▶ [Source extract]
I just rack the 5 gallon batch of cranapple to the secondary, I still have another 15 lbs of cranberries in the freezer. I might try cranberry orange recipe.
All the best,
janzz


----------



## docanddeb

I started cranberry last night. Free frozen berries from a local marsh. Used the blender for small amounts to chop. Bagged. Added some frozen apple juice and sugar to SG 1.090. I used 17.5# for a 3 gal batch.
I make homemade cranberries all the time and I've never had them take more than 30-40 min to cook... why would it take hours?? Remember, cranberries have a LOT of natural pectin, it's why they gel so easily. You'll be "setting" that gel if you cook it. You could have a great deal of trouble clearing this. With wine, it's always best to avoid heating the fruits.
By the way... homemade cranberry sauce with raspberries is fantastic too!!

Debbie

PS why would anyone ADD acid blend to a cranberry wine? Baffles me!!!

(Excerpt from a dataset)
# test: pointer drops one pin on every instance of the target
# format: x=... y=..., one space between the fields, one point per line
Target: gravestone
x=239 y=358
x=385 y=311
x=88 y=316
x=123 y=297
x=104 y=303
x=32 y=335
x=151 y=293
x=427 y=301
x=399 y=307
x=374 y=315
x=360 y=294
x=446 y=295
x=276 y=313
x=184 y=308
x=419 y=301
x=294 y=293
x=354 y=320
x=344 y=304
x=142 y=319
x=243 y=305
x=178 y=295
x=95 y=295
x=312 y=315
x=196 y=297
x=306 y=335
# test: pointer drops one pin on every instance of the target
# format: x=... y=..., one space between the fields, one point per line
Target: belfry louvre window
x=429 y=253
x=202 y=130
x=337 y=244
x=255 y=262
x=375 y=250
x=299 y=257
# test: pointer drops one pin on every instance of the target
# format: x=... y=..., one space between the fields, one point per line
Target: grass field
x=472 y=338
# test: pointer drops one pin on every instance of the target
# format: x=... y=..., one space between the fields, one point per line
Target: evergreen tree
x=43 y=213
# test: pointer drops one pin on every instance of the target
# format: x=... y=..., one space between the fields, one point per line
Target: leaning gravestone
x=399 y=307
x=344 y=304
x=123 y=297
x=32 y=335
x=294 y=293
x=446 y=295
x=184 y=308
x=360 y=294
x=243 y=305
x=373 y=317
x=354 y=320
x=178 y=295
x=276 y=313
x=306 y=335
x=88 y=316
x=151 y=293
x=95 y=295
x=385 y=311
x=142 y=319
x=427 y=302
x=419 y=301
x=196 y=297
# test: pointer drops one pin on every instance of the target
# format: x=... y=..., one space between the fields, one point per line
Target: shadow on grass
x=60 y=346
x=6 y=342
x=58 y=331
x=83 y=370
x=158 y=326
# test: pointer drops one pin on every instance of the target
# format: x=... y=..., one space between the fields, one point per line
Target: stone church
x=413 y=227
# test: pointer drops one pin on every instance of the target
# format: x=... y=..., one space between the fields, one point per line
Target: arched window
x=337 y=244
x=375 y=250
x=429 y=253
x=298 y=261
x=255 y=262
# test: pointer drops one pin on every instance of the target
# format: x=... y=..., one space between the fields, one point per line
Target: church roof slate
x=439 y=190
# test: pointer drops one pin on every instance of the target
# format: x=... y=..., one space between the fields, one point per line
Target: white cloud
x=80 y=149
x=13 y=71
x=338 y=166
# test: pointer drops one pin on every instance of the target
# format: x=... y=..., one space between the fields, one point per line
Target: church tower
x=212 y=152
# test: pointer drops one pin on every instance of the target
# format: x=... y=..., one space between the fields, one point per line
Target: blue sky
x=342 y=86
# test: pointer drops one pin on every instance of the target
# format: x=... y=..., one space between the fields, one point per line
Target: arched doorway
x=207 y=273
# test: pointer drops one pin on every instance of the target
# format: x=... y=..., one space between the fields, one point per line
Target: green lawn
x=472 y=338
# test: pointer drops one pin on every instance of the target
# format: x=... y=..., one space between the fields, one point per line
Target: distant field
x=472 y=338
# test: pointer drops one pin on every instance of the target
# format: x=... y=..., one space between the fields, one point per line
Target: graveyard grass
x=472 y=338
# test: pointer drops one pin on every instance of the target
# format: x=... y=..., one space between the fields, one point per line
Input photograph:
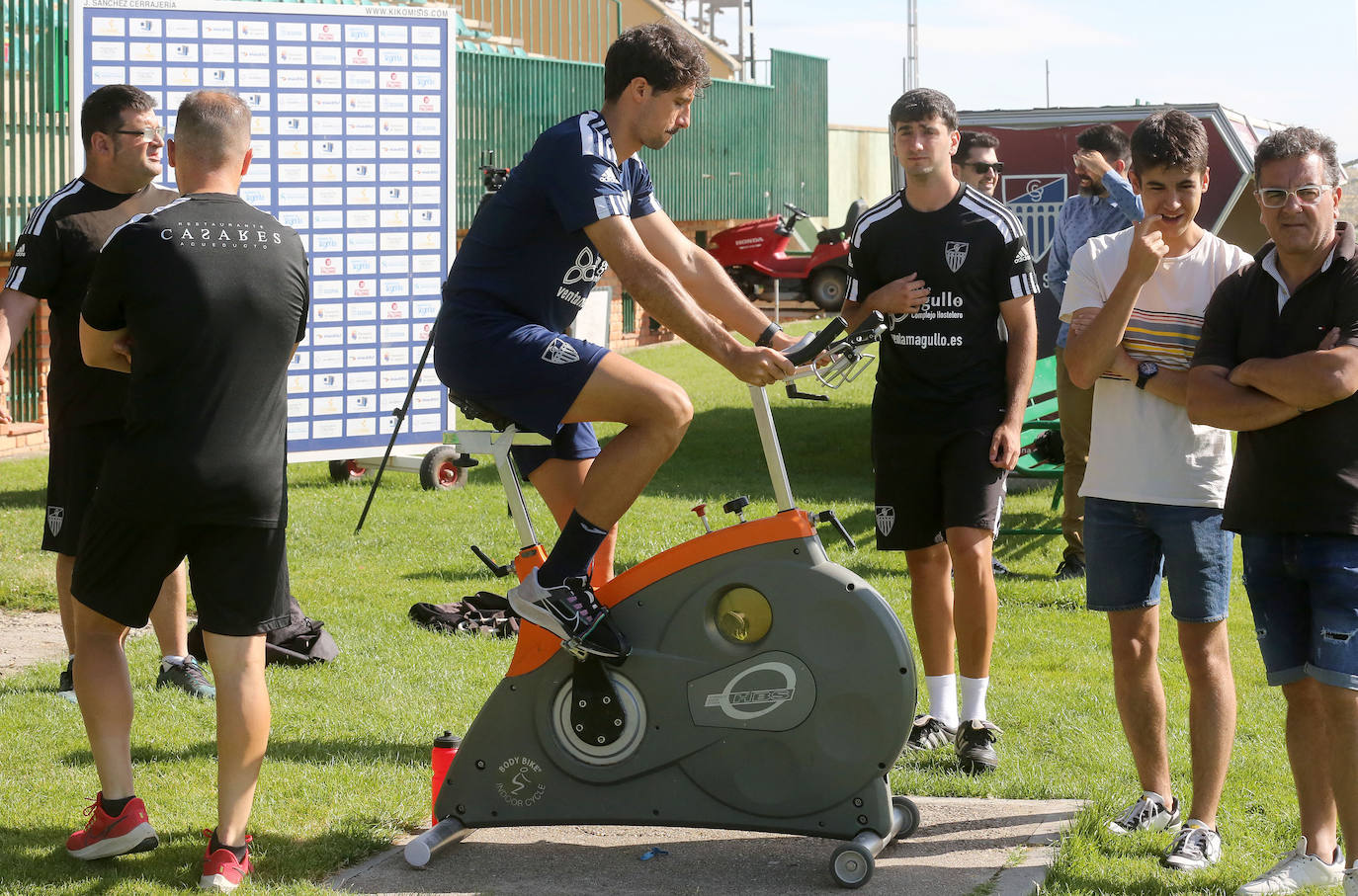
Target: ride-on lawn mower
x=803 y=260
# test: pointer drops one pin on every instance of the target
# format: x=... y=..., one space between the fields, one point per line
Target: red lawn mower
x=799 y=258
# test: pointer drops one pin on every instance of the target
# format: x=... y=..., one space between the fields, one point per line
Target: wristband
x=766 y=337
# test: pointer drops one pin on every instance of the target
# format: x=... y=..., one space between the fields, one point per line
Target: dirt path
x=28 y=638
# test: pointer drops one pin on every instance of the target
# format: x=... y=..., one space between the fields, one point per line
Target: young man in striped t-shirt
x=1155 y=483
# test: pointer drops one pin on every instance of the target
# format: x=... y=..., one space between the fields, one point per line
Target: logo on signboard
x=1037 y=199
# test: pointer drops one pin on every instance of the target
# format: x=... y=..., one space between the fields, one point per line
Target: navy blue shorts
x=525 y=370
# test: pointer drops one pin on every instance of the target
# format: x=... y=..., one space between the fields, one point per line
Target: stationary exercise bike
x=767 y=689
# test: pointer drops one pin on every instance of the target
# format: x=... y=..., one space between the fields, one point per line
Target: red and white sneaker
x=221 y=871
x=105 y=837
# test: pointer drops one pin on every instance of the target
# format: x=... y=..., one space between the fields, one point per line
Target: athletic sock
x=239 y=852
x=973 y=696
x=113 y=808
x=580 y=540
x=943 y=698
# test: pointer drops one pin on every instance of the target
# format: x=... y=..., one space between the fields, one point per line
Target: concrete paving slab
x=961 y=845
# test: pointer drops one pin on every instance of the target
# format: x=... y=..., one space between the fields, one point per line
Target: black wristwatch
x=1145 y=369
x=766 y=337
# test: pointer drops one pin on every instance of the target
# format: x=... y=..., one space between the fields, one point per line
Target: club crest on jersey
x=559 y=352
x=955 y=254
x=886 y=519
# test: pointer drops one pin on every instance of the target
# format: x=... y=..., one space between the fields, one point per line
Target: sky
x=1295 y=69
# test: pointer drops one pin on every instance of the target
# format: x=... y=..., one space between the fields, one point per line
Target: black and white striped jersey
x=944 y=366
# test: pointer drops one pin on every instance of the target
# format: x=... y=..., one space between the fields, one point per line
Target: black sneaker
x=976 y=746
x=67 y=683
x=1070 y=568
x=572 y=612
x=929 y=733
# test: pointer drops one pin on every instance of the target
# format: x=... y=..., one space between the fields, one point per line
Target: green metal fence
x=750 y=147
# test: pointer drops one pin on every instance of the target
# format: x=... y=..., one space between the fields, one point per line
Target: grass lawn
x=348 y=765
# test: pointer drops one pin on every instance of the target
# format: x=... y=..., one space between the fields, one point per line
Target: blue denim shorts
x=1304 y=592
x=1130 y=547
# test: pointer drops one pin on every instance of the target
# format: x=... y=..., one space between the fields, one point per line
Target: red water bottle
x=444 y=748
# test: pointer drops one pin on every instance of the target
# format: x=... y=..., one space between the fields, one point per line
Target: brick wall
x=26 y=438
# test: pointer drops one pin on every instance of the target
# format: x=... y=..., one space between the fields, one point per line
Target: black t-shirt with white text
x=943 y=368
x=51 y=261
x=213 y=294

▶ [Stated exercise] Please extend the cranberry wine thread, starting right after its last line. The items are unrelated to the cranberry wine thread.

▶ [Answer to this task]
----------



## PCharles

Debbie, 

You are right about the pH. I've edited my recipe to caution about the natural low pH of cranberries. 

In regards to the cook time, I made the cranberry sauce about 5 years ago and was going by memory. I was using whole berries and it seemed to take a long time for them to break up. Putting them through the food processer did speed up the process of cooking. 

I had the hardest time getting my cranberry wine to start fermenting. The low pH was likely the biggest problem. I've made some suggestions/edits to my recipe. 

I so glad that my bach finally took off and is now sitting happily in the secondary. 

Best of luck with your cranberry wine and Merry Christmas.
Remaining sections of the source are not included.